▼▼▼
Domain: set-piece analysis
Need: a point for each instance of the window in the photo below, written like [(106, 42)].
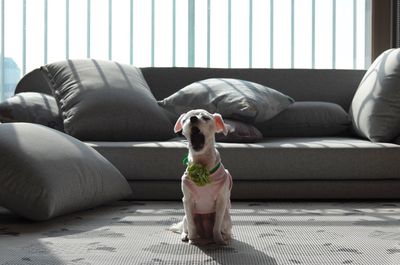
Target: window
[(199, 33)]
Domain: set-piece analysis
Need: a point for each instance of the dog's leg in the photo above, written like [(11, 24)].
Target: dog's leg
[(227, 225), (188, 205), (220, 209)]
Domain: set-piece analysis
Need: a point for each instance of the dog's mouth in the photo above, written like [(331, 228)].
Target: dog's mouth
[(197, 139)]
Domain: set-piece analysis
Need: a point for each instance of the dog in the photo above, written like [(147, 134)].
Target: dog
[(207, 219)]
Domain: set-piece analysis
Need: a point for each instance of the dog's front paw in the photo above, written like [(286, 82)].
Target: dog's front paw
[(219, 240), (184, 237)]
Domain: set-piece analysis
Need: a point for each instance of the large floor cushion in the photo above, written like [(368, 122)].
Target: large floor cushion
[(325, 158), (45, 173)]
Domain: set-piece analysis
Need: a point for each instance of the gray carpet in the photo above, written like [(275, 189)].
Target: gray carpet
[(264, 233)]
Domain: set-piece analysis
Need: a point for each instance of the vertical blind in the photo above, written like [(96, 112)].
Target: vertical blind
[(185, 33)]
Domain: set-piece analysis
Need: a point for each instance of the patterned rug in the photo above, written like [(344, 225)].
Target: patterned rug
[(264, 233)]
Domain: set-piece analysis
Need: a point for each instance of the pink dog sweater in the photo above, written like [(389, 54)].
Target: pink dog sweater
[(206, 196)]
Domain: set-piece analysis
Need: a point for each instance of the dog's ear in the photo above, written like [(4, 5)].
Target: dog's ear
[(178, 124), (220, 124)]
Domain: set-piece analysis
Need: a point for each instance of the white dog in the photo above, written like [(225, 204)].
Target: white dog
[(206, 184)]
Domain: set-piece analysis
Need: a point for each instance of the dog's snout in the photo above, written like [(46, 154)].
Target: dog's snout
[(193, 119)]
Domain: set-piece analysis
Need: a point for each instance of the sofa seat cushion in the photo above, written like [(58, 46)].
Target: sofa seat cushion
[(324, 158)]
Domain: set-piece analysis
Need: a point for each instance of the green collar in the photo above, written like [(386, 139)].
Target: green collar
[(185, 161)]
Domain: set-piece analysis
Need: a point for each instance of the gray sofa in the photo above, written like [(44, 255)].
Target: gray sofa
[(340, 167)]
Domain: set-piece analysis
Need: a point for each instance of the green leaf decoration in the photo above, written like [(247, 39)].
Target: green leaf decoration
[(199, 174)]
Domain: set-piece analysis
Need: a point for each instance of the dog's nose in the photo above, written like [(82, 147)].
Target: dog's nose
[(193, 119)]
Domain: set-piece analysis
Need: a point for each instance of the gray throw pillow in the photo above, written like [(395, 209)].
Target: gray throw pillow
▲▲▲
__Problem statement__:
Write out the entries above word for word. Do not include the pictures.

__Correct answer__:
Domain: set-piece analysis
Need: a point for each instance of the window in the photo below, written like [(106, 42)].
Target: window
[(199, 33)]
Domain: set-piece analysis
Need: a point for each instance of the dog's leg in the photo above, written like [(11, 24)].
Target: dog's leg
[(227, 225), (188, 205), (220, 209)]
Domain: set-piece analysis
Need: a point for each instance of the dog's mouth in the photo above, written like [(331, 228)].
Target: dog's mouth
[(197, 139)]
Domain: set-piece analysis
Need: a point for each instance of the dog in the photo above, written like [(147, 134)].
Target: dog
[(207, 219)]
Domain: set-piece analysis
Need: a point for each instance of the dog's front paw in the photo above, written like [(286, 82)].
Target: dog's front paw
[(219, 240), (184, 237)]
Domain: set-piece analysis
Need: a point for each instance of the large floor cushion in the photo above, written like [(368, 122)].
Target: large floor cushion
[(325, 158), (45, 173)]
Domain: set-piece analysis
Need: a point for each instance of the gray carpet in the photo above, written like [(275, 189)].
Target: gray carpet
[(264, 233)]
Domain: set-piece analysis
Need: a point for each instance of the vertical blind in the photo above, written like [(96, 112)].
Target: vertical blind
[(185, 33)]
Domain: set-piece analysis
Need: a point for each instance of the patterned rug in the photo above, written like [(344, 225)].
Target: patterned rug
[(264, 233)]
Domain: set-piece analysis
Need: a point for each instance of the pink dog sweater in the photo above, written like [(389, 54)].
Target: pink dog sweater
[(206, 196)]
Domain: set-piece analysis
Need: a point for each instance of the dog's ear in the photo above, written like [(4, 5)].
Target: dog's ear
[(178, 124), (220, 124)]
Domain: set-piece analysis
Need: a point for each instance of the white dog in the photo above, written like [(225, 204)].
Target: white dog
[(206, 184)]
Domain: set-piece analysis
Need: a point for each instance of the dog's snout in the photo above, written like [(46, 154)].
Target: dog's snout
[(193, 119)]
Domain: set-piece analysis
Need: a point for each instance of the sofa seat cushion in the photo above, written like [(58, 46)].
Target: sofa seat cushion
[(324, 158)]
Domain: set-piece analysis
Need: a point for each instance of the green collar in the photo above, written like [(386, 139)].
Target: green collar
[(185, 161)]
Domain: set-piece analysis
Need: a point for each instance of the gray sofa in the photo above, written like [(44, 255)].
Target: gray sofa
[(340, 167)]
Domain: set-piece analysis
Need: a point for each instance of the green leaf decoration in the photo above, written like [(247, 39)].
Target: green leaf decoration
[(199, 174)]
Domain: set-piece analysis
Need: a point for each instance of the dog's nose in the photo above, written like [(82, 147)].
Target: dog's nose
[(193, 119)]
Domain: set-piece analysis
Need: a point for each instance of the gray throw pillow in the photo above, written like [(395, 209)].
Target: gray throw pillow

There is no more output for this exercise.